INSTRUCTIONS =>
• 1. According to the passage on the early Earth, why did the water that escaped from the melted planet reach the surface as steam rather than as liquid?
• 2. Answer these questions from the passage on the early Earth:
(a) What three things heated the Earth further after its formation?
(b) In what form did the falling iron release energy?
(c) From what present-day sources do water and gases still bubble?
• 3. Transcribe the passage on the early Earth between "When the planet" and "as a liquid.", inclusive.

SUPPLIED PASSAGE =>
The Earth was warm at its formation. The squeeze of gravity, radioactivity, and the bombardment of asteroids heated it further. A good part of the Earth’s bulk is iron, and of the major materials that make up the Earth, iron is the heaviest and has the lowest melting point. When the temperature of the warming Earth reached the melting point of iron, the iron liquefied and fell toward the center, displacing lighter rocky materials. This “big burp,” this huge turnover of the Earth’s substance may have been the most momentous event in the planet’s history. The falling iron, like a pile driver, released energy in the form of still more heat. The planet melted. Perhaps it melted completely. Perhaps it became a big red liquid bubble of molten metal and rock.
When the planet melted, the water and gases that were trapped in the body of the planet escaped to the surface. They bubbled from the surface of the molten Earth even as they do today from volcanoes, geysers and hot springs. The water, of course, was in the form of steam. The surface of the planet was still too hot for water to exist as a liquid.

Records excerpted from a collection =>
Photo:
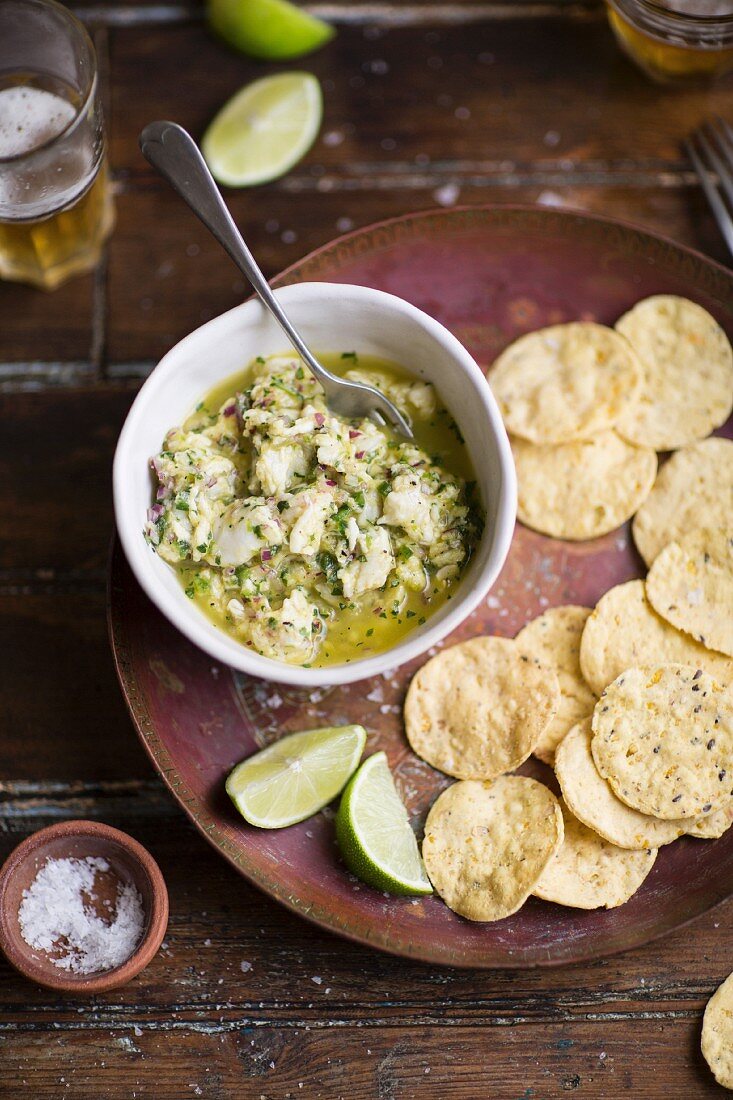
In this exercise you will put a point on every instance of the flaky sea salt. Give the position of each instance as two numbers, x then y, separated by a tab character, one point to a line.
57	915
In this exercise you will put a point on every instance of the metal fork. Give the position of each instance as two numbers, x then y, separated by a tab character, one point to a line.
176	156
710	149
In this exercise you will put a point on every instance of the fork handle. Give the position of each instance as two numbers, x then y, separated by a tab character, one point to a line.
174	153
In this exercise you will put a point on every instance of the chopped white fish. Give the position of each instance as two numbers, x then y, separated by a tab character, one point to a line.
243	529
372	565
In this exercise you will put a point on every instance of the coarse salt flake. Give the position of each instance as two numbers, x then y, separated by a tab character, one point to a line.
57	915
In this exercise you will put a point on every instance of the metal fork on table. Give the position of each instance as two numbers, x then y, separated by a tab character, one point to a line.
710	150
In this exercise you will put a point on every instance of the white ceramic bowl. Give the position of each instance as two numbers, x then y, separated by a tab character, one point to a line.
331	317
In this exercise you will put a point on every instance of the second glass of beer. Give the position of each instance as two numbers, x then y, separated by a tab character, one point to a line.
55	200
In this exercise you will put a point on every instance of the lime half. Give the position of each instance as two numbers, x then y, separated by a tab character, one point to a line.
263	130
374	835
296	777
273	30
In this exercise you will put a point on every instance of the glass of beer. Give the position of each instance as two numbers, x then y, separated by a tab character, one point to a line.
55	200
676	41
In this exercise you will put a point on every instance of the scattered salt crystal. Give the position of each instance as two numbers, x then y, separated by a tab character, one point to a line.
54	916
447	195
549	198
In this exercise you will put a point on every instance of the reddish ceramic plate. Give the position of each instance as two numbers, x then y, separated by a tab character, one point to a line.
488	274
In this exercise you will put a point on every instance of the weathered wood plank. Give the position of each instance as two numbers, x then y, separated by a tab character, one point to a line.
55	468
231	952
183	278
62	711
373	12
401	1063
36	326
493	91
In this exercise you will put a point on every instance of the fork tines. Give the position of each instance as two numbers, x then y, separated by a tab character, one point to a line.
710	150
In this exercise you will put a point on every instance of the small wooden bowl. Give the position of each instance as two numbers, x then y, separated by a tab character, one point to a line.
128	860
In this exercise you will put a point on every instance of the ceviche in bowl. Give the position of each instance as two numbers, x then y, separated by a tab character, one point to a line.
293	542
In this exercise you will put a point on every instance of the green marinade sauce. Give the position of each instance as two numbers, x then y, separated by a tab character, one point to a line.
373	622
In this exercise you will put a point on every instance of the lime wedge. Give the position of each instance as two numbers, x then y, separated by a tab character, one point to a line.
374	835
273	30
263	130
296	777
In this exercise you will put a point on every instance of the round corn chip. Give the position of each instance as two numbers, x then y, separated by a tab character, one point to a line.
712	825
566	382
555	639
687	373
487	844
690	584
589	796
717	1042
624	631
581	490
477	710
691	490
588	872
663	736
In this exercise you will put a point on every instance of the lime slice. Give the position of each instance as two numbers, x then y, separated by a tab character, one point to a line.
375	836
296	777
264	129
273	30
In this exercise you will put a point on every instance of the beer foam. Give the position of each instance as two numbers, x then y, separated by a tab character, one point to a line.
30	117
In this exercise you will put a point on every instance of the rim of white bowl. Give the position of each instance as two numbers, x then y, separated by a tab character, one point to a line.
225	649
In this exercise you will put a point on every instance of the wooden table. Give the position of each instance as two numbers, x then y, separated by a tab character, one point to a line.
471	101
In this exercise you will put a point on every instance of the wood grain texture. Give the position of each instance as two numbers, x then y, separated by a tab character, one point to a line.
425	103
550	92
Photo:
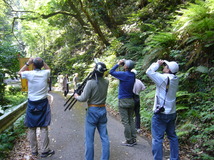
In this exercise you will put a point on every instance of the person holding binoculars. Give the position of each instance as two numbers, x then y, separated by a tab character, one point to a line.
164	108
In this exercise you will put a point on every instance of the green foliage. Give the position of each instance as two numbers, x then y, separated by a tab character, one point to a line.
149	30
8	137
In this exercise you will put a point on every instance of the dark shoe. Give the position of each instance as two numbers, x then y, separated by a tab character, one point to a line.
126	143
48	154
34	153
134	142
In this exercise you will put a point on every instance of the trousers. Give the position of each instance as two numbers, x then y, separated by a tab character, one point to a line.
162	123
96	117
44	139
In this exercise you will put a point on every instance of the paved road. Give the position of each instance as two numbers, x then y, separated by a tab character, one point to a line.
67	135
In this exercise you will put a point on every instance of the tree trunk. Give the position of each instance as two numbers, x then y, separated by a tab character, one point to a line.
95	26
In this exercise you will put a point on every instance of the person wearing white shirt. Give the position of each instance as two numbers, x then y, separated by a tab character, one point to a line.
38	112
164	108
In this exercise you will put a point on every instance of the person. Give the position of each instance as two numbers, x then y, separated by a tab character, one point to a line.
126	101
138	87
75	80
95	93
65	87
164	108
38	113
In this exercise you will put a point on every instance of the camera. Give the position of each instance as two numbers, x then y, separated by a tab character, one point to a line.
159	109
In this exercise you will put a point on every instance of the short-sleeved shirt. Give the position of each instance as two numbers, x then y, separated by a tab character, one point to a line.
127	80
37	83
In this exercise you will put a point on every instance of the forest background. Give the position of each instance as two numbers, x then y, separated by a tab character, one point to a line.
69	34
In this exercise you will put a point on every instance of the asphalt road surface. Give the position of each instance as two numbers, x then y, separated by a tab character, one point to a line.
67	135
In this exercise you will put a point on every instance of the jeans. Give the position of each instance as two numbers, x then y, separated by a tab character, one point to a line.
162	123
126	110
137	111
44	139
96	117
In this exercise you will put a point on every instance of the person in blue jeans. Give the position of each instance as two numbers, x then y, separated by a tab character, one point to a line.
125	99
95	93
164	108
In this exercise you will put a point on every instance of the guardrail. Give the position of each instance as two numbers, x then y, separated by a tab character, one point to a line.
9	118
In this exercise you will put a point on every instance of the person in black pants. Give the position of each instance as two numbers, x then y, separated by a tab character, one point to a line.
138	87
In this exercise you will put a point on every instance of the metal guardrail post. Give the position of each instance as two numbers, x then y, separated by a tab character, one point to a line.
9	118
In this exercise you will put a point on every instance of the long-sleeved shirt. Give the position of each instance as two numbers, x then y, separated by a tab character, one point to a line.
37	83
95	92
127	80
161	83
138	87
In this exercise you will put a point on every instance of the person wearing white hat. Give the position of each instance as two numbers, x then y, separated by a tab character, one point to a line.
164	108
125	99
138	87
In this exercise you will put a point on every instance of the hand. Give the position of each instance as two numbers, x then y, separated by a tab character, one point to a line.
30	61
76	95
160	62
121	61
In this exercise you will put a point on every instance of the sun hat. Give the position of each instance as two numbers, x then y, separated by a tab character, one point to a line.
173	66
130	64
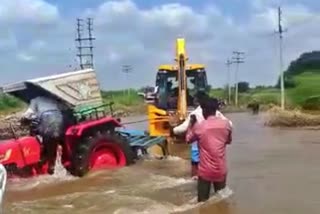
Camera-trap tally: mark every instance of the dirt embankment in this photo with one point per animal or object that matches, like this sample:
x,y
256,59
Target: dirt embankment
x,y
10,124
276,117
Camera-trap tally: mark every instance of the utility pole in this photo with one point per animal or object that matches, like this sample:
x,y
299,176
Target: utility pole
x,y
85,44
229,63
127,69
280,32
238,58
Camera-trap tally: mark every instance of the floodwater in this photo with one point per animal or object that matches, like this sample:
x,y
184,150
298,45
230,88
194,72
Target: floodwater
x,y
270,171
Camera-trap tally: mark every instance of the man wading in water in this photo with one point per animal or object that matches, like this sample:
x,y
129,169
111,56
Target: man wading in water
x,y
200,97
212,135
47,112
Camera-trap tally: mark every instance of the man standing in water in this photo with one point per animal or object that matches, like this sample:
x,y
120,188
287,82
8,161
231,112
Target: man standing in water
x,y
200,97
212,134
50,126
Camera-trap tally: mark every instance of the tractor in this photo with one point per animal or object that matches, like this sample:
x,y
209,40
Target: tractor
x,y
91,140
176,86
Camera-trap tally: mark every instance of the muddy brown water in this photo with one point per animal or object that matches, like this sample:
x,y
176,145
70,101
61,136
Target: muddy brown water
x,y
270,171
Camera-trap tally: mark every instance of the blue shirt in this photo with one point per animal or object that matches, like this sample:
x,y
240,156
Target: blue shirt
x,y
195,152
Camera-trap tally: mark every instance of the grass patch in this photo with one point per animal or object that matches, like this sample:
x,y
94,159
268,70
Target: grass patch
x,y
290,118
307,87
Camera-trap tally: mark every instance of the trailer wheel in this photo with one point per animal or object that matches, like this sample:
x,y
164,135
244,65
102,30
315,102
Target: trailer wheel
x,y
101,152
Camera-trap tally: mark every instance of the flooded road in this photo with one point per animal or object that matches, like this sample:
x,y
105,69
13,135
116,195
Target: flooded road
x,y
270,171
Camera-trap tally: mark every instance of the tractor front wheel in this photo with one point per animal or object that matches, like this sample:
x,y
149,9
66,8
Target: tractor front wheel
x,y
101,152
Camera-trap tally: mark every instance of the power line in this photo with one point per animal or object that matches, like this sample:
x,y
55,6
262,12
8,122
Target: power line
x,y
85,44
280,33
229,63
237,58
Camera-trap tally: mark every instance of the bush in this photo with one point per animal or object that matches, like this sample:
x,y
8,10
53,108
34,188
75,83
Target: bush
x,y
312,103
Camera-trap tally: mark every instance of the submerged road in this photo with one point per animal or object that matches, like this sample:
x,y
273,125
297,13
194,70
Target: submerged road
x,y
270,171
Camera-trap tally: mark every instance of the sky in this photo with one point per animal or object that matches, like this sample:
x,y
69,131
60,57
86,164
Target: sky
x,y
37,37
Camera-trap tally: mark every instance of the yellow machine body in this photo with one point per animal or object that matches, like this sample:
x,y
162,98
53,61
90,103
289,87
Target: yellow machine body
x,y
162,120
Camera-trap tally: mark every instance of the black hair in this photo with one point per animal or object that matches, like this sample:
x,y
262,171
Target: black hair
x,y
210,106
201,96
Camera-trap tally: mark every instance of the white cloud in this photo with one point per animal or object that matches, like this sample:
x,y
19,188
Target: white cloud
x,y
24,57
24,11
144,38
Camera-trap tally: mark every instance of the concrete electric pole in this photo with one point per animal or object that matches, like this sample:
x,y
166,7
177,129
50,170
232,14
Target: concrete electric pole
x,y
127,69
229,63
238,58
280,32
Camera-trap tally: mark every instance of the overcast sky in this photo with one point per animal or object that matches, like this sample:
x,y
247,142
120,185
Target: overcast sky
x,y
37,36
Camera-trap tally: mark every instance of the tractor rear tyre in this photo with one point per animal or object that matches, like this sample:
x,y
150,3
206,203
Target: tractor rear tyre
x,y
101,151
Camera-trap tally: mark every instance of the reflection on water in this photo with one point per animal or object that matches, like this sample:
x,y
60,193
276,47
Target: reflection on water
x,y
269,170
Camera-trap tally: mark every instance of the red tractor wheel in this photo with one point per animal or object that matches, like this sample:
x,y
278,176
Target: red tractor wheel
x,y
101,152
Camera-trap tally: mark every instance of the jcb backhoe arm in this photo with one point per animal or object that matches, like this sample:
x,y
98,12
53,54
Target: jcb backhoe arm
x,y
181,58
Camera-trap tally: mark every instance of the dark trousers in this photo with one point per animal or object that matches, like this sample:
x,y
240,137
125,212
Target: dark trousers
x,y
194,168
204,188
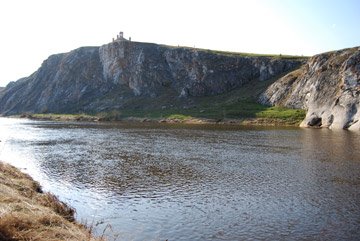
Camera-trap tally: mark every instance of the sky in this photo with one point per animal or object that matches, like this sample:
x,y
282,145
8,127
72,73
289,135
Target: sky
x,y
33,30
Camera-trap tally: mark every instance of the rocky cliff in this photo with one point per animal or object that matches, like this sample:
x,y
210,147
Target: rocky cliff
x,y
328,87
112,76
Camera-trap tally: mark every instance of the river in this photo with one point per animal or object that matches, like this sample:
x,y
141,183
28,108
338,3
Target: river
x,y
195,182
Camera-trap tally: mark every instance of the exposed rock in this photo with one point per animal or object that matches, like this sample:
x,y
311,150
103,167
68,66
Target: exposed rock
x,y
93,79
328,87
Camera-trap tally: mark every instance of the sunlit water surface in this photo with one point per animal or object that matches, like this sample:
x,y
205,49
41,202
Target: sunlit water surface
x,y
157,182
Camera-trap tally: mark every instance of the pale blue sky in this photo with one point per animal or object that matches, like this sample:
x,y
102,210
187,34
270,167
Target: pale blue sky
x,y
33,30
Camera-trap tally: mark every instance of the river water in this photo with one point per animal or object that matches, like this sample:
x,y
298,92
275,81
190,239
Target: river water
x,y
195,182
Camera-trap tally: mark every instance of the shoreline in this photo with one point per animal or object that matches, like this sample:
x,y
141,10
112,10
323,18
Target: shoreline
x,y
170,120
28,213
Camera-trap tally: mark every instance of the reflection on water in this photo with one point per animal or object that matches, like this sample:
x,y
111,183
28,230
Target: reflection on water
x,y
153,181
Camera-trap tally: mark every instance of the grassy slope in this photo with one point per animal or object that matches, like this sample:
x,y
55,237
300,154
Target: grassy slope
x,y
28,214
237,104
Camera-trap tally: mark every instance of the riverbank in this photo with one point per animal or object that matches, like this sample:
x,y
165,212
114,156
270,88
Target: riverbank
x,y
172,119
27,213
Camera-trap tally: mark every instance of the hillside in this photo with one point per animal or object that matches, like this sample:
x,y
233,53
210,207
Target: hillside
x,y
327,87
134,78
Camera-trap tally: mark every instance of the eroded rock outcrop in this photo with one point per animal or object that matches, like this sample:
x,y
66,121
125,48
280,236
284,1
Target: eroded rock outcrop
x,y
328,87
92,79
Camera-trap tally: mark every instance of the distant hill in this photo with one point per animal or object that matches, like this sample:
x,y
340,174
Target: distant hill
x,y
141,79
125,75
328,87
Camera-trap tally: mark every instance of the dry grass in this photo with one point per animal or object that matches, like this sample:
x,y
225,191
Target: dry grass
x,y
28,214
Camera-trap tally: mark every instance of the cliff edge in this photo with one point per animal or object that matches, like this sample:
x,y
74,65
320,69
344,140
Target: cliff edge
x,y
327,87
113,76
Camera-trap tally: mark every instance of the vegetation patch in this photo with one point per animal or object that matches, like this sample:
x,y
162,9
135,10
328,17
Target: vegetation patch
x,y
26,213
280,112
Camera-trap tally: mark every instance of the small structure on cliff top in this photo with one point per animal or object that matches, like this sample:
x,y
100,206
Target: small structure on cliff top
x,y
120,37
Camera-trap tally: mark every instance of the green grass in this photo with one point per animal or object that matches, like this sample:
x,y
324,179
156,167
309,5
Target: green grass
x,y
280,112
239,103
231,53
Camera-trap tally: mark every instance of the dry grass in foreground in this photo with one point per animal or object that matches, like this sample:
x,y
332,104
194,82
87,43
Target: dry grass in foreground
x,y
28,214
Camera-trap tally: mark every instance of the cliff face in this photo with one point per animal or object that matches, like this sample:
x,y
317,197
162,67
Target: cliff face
x,y
328,87
98,78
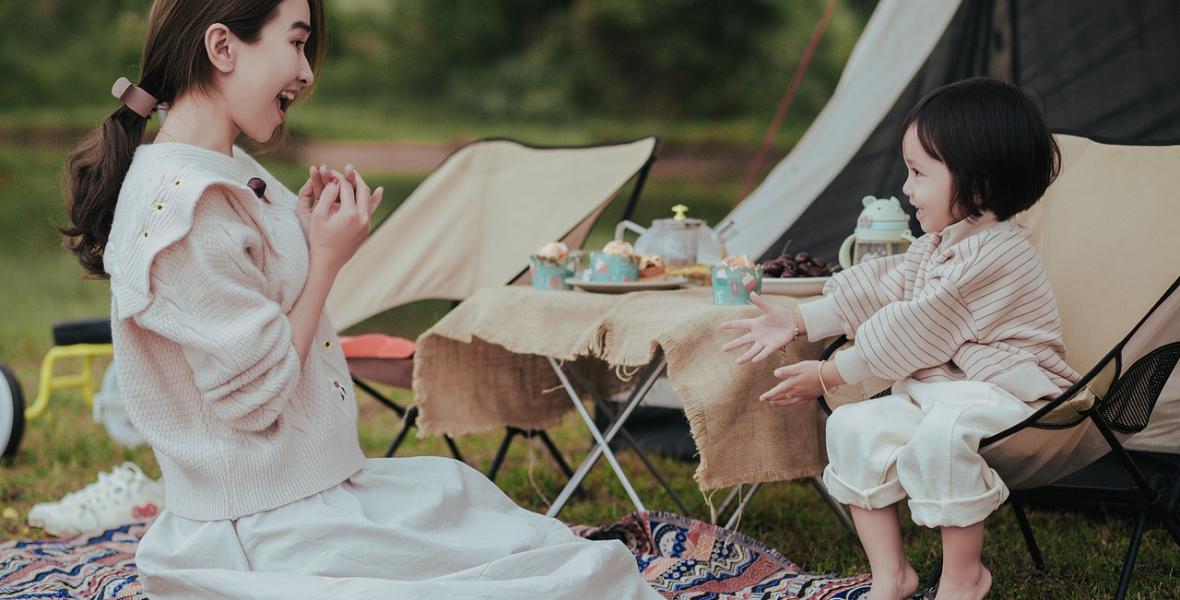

ANSWERS BELOW =>
• 1. The surface of the planet was still too hot for water to exist as a liquid.

• 2.
(a) The squeeze of gravity, radioactivity, and the bombardment of asteroids.
(b) In the form of still more heat.
(c) Volcanoes, geysers and hot springs.

• 3.
When the planet melted, the water and gases that were trapped in the body of the planet escaped to the surface. They bubbled from the surface of the molten Earth even as they do today from volcanoes, geysers and hot springs. The water, of course, was in the form of steam. The surface of the planet was still too hot for water to exist as a liquid.